■ Task brief ■
Only a number is required: how many lines of the material contain the word "seat"?

■ Data for this exercise ■
§ §

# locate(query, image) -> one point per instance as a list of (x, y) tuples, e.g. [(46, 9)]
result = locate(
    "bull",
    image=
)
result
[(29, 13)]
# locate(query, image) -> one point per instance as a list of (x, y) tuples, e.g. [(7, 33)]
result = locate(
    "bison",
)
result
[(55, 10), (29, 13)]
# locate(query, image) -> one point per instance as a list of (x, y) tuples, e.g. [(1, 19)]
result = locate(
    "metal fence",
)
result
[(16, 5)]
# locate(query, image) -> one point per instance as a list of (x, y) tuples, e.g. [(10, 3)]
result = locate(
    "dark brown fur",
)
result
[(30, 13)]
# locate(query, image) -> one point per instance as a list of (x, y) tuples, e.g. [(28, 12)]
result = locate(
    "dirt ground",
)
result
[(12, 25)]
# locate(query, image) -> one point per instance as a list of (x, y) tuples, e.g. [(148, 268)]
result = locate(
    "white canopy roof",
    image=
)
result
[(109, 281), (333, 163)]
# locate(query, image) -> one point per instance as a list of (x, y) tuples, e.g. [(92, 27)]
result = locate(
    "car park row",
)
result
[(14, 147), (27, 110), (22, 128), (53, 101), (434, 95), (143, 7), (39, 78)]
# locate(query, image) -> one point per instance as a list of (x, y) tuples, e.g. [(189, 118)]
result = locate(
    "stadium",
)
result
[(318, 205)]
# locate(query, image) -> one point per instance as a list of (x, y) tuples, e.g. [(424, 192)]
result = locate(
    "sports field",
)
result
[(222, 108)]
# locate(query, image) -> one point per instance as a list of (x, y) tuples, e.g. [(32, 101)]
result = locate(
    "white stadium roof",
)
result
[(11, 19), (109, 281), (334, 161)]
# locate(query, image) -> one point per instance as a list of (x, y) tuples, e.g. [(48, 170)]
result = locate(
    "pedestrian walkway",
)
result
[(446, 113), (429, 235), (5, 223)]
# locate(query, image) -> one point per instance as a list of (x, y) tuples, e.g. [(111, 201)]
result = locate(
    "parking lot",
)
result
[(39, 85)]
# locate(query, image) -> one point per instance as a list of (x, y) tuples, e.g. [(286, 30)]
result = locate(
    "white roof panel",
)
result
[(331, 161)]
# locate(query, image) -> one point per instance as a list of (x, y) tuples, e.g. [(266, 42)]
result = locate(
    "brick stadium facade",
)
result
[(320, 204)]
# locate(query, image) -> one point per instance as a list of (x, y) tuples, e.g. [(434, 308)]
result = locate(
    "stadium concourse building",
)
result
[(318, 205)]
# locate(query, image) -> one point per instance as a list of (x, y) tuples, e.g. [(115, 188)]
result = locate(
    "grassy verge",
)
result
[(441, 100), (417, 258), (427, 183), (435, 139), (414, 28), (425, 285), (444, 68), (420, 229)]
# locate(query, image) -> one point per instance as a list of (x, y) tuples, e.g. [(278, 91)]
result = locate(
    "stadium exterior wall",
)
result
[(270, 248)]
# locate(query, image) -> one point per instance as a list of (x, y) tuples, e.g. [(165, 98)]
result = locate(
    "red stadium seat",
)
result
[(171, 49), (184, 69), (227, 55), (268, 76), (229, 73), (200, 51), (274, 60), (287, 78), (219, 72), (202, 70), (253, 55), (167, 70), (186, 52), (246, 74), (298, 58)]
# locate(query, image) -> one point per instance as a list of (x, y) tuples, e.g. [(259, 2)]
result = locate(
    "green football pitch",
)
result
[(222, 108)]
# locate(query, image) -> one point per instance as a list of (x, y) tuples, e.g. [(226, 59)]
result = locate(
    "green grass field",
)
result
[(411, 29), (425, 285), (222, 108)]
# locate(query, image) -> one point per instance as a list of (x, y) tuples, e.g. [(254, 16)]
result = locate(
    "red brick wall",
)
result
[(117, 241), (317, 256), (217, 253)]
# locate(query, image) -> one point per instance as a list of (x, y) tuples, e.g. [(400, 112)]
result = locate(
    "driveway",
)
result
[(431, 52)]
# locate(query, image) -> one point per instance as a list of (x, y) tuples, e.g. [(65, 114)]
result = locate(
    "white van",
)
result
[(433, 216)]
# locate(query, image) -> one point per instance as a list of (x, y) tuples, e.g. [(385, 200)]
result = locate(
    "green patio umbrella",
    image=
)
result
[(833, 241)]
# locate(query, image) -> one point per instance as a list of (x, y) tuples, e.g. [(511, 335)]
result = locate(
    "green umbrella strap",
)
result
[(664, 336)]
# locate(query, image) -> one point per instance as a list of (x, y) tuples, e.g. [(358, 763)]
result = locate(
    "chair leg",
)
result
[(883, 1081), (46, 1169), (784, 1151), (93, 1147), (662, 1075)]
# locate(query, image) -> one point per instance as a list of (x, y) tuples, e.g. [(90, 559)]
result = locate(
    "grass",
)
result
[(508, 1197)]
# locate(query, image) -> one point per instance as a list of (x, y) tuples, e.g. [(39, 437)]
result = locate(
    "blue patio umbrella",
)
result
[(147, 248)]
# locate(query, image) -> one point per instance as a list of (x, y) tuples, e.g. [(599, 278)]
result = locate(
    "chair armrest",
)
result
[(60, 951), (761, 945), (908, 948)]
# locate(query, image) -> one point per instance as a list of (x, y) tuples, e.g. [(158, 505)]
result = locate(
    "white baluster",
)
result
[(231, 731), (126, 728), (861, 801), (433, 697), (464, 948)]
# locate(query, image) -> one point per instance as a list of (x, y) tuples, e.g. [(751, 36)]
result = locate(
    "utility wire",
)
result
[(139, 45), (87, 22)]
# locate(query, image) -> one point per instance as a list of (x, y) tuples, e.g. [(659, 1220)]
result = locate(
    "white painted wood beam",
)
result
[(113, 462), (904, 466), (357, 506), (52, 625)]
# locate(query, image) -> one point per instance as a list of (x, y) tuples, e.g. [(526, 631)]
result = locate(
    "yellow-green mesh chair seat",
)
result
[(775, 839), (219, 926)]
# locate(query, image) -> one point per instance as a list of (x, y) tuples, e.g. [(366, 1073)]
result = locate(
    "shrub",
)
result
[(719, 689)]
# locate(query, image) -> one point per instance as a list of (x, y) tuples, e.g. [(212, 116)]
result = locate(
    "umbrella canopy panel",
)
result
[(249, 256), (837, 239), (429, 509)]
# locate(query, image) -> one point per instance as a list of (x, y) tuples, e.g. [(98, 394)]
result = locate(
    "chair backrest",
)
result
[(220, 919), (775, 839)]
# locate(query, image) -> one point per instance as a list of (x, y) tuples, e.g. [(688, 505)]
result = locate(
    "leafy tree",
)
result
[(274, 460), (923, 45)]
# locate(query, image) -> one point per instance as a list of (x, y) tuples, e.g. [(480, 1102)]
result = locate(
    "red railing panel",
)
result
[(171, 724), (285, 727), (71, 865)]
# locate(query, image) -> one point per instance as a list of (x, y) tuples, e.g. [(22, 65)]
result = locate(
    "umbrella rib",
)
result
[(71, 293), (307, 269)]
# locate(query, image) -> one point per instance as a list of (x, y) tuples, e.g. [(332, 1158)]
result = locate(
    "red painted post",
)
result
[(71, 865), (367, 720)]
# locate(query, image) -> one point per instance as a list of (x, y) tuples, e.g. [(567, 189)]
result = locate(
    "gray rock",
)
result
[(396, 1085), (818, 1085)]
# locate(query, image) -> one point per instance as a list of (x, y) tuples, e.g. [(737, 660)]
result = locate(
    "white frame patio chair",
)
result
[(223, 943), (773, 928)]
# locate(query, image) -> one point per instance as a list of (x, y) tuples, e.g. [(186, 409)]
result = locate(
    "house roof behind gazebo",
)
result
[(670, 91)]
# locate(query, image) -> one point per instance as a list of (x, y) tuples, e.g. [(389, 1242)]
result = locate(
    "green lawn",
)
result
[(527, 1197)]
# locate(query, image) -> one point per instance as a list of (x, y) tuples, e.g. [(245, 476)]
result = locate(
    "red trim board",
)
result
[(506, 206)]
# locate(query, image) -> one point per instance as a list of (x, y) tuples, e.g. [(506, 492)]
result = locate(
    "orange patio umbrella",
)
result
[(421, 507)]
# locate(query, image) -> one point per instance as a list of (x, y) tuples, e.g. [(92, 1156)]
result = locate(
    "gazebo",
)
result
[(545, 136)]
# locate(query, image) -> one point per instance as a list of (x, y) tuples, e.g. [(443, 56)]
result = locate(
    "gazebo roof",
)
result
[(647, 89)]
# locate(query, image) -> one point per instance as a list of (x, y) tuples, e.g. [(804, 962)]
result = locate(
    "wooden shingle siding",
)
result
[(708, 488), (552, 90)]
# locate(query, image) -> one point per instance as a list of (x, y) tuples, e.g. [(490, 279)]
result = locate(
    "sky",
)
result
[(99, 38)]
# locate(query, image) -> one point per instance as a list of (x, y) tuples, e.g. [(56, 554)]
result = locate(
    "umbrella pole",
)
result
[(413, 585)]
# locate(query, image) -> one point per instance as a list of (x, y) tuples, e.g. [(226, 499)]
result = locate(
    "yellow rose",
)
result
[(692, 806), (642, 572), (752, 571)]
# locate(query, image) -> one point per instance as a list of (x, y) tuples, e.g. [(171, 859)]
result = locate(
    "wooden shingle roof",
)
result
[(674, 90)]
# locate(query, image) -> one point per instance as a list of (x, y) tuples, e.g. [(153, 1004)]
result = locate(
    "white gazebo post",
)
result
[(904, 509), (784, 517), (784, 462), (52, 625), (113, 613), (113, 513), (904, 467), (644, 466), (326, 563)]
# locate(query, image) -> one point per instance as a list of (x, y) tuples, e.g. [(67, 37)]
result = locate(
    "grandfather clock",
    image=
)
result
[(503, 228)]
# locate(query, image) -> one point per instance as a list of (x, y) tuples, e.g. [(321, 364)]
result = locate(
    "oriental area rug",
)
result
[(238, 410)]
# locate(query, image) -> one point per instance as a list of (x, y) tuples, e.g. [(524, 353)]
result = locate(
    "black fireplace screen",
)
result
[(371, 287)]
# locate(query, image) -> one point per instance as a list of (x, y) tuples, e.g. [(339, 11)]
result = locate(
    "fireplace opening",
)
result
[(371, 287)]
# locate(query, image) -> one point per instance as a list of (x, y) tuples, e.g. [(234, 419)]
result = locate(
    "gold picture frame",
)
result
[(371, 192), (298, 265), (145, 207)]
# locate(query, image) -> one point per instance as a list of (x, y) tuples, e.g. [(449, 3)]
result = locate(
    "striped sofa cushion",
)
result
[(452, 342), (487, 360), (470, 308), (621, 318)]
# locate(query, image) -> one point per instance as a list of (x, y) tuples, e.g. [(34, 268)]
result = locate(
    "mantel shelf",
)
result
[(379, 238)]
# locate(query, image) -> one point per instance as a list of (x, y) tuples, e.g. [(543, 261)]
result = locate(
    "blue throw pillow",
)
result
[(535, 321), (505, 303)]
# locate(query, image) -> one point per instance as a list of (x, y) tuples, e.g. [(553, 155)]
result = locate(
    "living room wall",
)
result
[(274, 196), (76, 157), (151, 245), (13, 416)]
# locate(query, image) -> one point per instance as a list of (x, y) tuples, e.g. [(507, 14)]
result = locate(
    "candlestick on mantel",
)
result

§ §

■ Solved exercise ■
2